## DESCRIPTION DE L'EXERCICE
Poursuivez le texte sur la distinction entre négociants et marchands à partir de sa dernière phrase.

## TEXTE SÉLECTIONNÉ
========
27Les incertitudes dans la hiérarchisation financière se manifestaient aussi d’un point de vue strictement fonctionnel. En principe, le négociant renvoyait à un commerçant polyvalent, non spécialisé, vendant en gros. En fait, ces critères n’avaient rien d’exclusif, tout spécialement dans les campagnes. Tel négociant proclamé (ou autoproclamé) pouvait fort bien vendre occasionnellement en détail, y compris quand il s’agissait de citadins liés à une clientèle rurale. À Marseille, par exemple, Jean-Jacques Chauvet, au début des années 1790, exerçait le commerce en gros avec les Antilles, tout en se consacrant à la banque. Dans ses relations avec les bourgs et les villages de la vallée du Buëch, dont il était originaire, il se livrait aussi à des ventes en détail, principalement destinées à des proches ou à des membres de sa famille20. Toujours dans les Alpes, les registres de passeports mentionnent, au début du xixe siècle, quelques « négociants fleuristes » de Mont-de-Lans et de Vénosc (Isère)21, dont les activités relevaient plus du colportage que du commerce en gros. À l’inverse, tous les marchands n’étaient pas des détaillants, comme en témoignent les expressions de « marchand grossier » ou « marchand en gros ».

28La multi-activité semble être plus systématique, puisqu’elle caractérisait jusqu’aux « négociants » les plus modestes, qui adoptaient le qualificatif dès qu’ils commençaient à diversifier un tant soit peu leurs spéculations. Mais l’absence de franche spécialisation n’était pas l’apanage du négoce : des marchands se trouvaient dans la même situation, comme l’indiquait Maurice Agulhon en Provence [2012 : 123-140]. Du reste, la fiscalité révolutionnaire et postrévolutionnaire démontre la coexistence de marchands polyvalents (sans caractérisation spécifique) et spécialisés (de toiles, de bois, de fer…). Pour des raisons pratiques, les enquêtes sur les rôles fiscaux d’Ancien Régime sont plus difficiles à mener, mais les observations ponctuelles valident plutôt l’hypothèse.
========
## DONNÉES BRUTES

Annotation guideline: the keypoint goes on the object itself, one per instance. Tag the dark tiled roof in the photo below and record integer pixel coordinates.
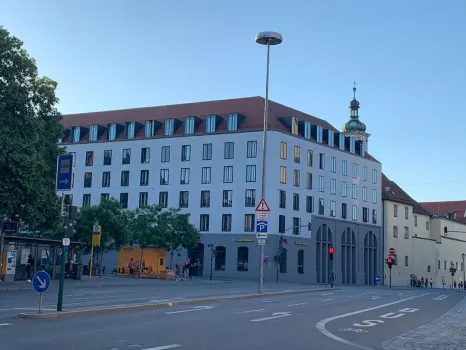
(392, 192)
========
## RÉPONSE FINALE
29Les délimitations du négoce – et la différenciation entre négociants et marchands – fluctuaient donc bien souvent. Loin des grandes dynasties d’entrepreneurs qui dominaient les principales villes du pays, des commerçants de moyenne ou faible envergure n’hésitaient pas à s’attribuer la qualité de négociant, plus valorisante que les autres appellations, qui les distinguait localement des autres marchands. Sous l’Ancien Régime, le négoce rural est en ce sens révélateur de l’attraction symbolique qu’exerce le qualificatif. Celui-ci ne correspondait pas à une profession bien spécifiée. Versés tour à tour dans les échanges, la production ou les finances, les négociants des campagnes cherchaient à afficher leur aisance et leur honorabilité. Le principal point commun de tous ces acteurs résidait dans le rôle d’intermédiaire qu’ils endossaient, indépendamment de leurs fortunes et de leurs domaines de prédilection. En se plaçant à la croisée des marchés locaux et des circuits de distribution plus lointains, en concédant aux petits marchands, aux artisans, aux paysans des prêts d’argent, en employant aussi pour leur compte des ouvriers dans leurs fabriques, ces « négociants » occupaient une position socio-économique centrale, mais à des échelons différents. Certains d’entre eux, installés en ville, alimentaient les circuits ruraux, marchands ou financiers. D’autres, implantés dans les bourgs, assuraient des intermédiations entre les négociants plus influents et les réseaux de distribution locaux – non sans concurrencer quelquefois leurs confrères citadins. Viennent enfin des petits commerçants, voire de modestes marchands ambulants, qui s’emparaient surtout du terme de « négociant » pour des raisons de prestige.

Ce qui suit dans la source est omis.